Published 03/09/2009, 07:27 PM

* Nominee doesn't have "fever" to strike new trade deals

* US will use all tools, including WTO, to pressure China

* Says trade deal with Korea needs to be changed

(Adds detail from testimony; byline)

By Doug Palmer and Roberta Rampton

WASHINGTON, March 9 (Reuters) - The Obama administration will focus first on making sure countries play by trade rules and only second on negotiating new trade deals, U.S. Trade Representative-designee Ron Kirk said on Monday.

"As I've said to many of you in private, I don't come to this job with deal fever, and we're not going to do deals just for the sake of doing some," Kirk told the Senate Finance Committee at a hearing on his nomination.

The former Dallas mayor and friend of President Barack Obama is expected to win Senate confirmation, even though the vetting process revealed a number of errors in his tax returns that will require him to pay about $10,000 in back taxes.

Kirk, who was the first black mayor of Dallas from 1995 until 2001, was not asked about the tax issue in a rapid-fire hearing that lasted about 45 minutes.

But he was peppered with questions on a number of hot-button issues including trade with China and Obama's plan to update the 15-year-old North American Free Trade Agreement.

However, the beleaguered seven-year old Doha round of world trade talks got scant mention at the hearing.

Kirk told lawmakers the United States would use all its diplomatic tools, including those at the World Trade Organization, to pressure China to rely less on exports for its growth and more on domestic demand.

Kirk described himself as "a raging pragmatist" who tried to remain above partisan politics. He promised a big push to make sure that other countries live by the commitments they have made in international trade pacts.

"This administration's starting point on trade will be to ensure the strongest possible enforcement of existing rules and increase the transparency of current and future trade agreements," he said.

PANAMA, COLOMBIA, SOUTH KOREA DEALS

Kirk would take over as U.S. trade representative at a time when many members of Obama's Democratic party are deeply suspicious of trade deals that former President George W. Bush pursued over the last eight years, including three pending pacts with Colombia, Panama and South Korea.

He promised to work with Congress to try to resolve obstacles blocking those pacts, and agreed with Senate Finance Committee Chairman Max Baucus that the Panama deal was the closest to possible passage.

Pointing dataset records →
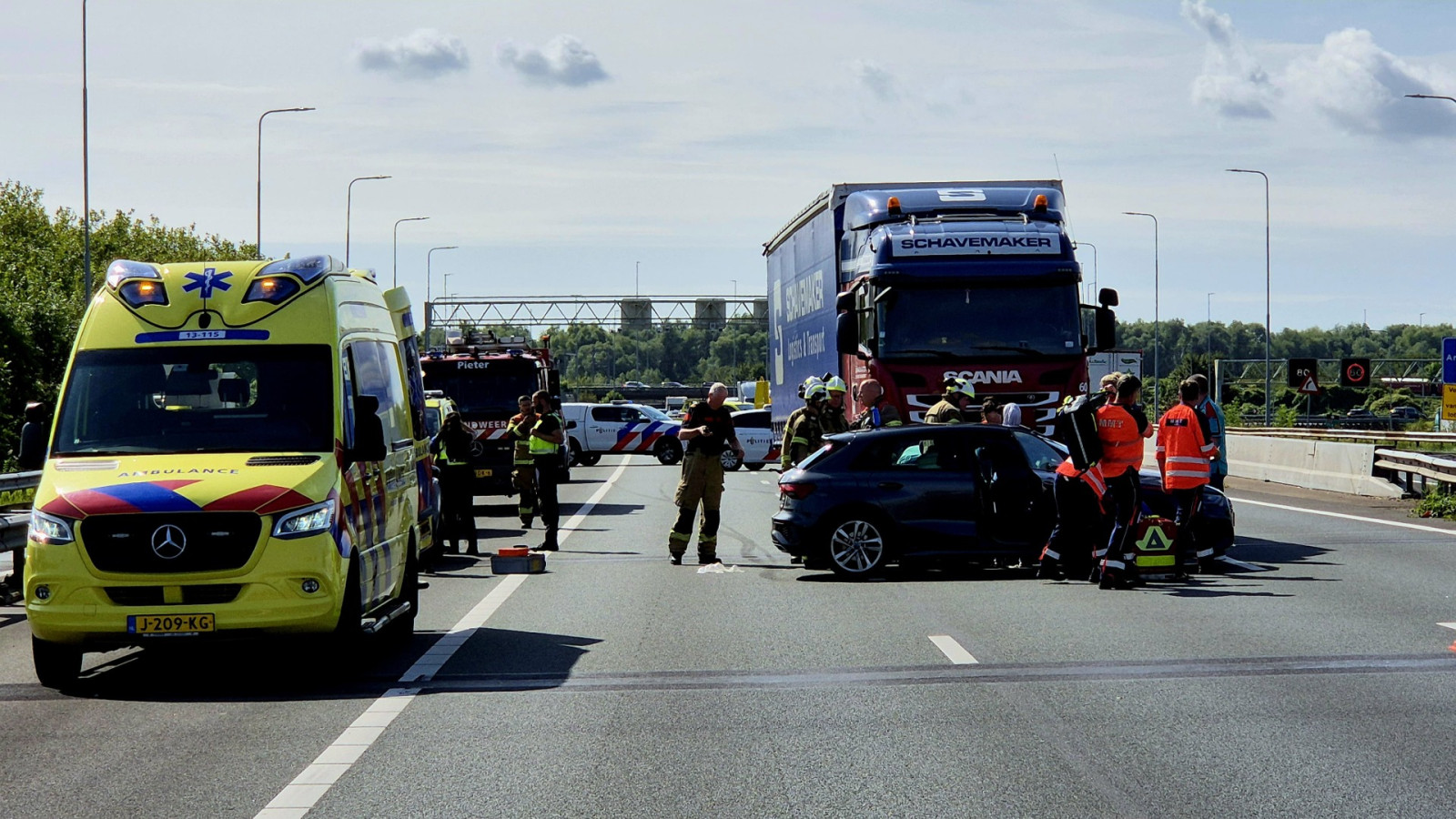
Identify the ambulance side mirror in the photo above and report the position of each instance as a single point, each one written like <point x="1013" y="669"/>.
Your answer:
<point x="369" y="430"/>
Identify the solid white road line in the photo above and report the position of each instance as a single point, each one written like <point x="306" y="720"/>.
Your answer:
<point x="953" y="651"/>
<point x="1398" y="523"/>
<point x="298" y="796"/>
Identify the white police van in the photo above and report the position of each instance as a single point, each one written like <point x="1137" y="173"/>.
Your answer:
<point x="621" y="429"/>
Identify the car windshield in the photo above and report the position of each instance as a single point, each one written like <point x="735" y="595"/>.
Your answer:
<point x="482" y="387"/>
<point x="980" y="321"/>
<point x="182" y="399"/>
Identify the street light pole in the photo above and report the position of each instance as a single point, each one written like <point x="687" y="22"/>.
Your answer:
<point x="1157" y="303"/>
<point x="429" y="276"/>
<point x="85" y="167"/>
<point x="349" y="213"/>
<point x="1094" y="264"/>
<point x="261" y="171"/>
<point x="397" y="242"/>
<point x="1208" y="324"/>
<point x="1269" y="329"/>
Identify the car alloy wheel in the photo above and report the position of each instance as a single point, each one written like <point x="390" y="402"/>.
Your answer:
<point x="856" y="547"/>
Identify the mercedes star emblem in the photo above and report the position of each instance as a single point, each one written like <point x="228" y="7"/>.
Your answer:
<point x="167" y="542"/>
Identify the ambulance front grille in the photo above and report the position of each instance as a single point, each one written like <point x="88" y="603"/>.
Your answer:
<point x="167" y="542"/>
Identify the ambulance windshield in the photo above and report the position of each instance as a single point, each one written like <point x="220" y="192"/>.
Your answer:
<point x="184" y="399"/>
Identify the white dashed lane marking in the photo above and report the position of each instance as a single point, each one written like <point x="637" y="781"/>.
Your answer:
<point x="298" y="796"/>
<point x="954" y="651"/>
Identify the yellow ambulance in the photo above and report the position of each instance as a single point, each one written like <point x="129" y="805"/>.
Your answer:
<point x="237" y="452"/>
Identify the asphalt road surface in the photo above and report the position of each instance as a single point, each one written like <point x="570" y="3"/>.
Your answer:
<point x="621" y="685"/>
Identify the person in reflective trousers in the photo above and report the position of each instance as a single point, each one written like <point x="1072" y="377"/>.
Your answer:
<point x="524" y="474"/>
<point x="1079" y="521"/>
<point x="1121" y="428"/>
<point x="1184" y="452"/>
<point x="548" y="435"/>
<point x="708" y="431"/>
<point x="451" y="446"/>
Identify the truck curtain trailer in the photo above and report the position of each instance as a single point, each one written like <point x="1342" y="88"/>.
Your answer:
<point x="914" y="283"/>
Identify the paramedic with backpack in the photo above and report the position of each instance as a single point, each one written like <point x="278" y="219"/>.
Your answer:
<point x="1184" y="452"/>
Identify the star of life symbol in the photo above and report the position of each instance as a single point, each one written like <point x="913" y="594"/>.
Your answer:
<point x="167" y="541"/>
<point x="207" y="281"/>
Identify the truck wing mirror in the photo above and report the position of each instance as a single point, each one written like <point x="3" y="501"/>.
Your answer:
<point x="846" y="334"/>
<point x="369" y="430"/>
<point x="1107" y="327"/>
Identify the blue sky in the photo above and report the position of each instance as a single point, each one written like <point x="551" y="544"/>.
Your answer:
<point x="558" y="143"/>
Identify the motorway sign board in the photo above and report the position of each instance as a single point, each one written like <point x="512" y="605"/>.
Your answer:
<point x="1303" y="375"/>
<point x="1354" y="372"/>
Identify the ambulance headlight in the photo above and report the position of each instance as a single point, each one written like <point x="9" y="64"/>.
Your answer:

Exercise prompt → Continue the news story on Ron Kirk's trade nomination hearing, picking up after its last sentence.

Result →
But in an exchange with Senator Charles Grassley he refused to commit to a year-end deadline for resolving concerns about labor violence in Colombia that have blocked approval of the free trade pact with that country.

He also echoed concerns Obama raised last year about the automotive and other manufacturing provisions of the South Korean agreement and said the deal had to be changed.

"The president has said, and I agree, the agreement as it is just simply isn't fair and if we don't get that right, we'll be prepared to step away," Kirk said, adding that the pact presents a big economic opportunity for the United States.

In his written comments, Kirk said the Obama administration hopes to use trade as a force to improve worker rights and environmental standards around the world.

He acknowledged a deal the Bush administration struck with Congress in May 2007 to add enforceable labor and environmental provisions to free trade agreements, but said it was important to build on that work.

Grassley, a Republican from the farm state of Iowa, said he feared reopening the May 2007 deal would make it harder to win approval of trade deals by upsetting a delicate balance that many Republicans reluctantly supported.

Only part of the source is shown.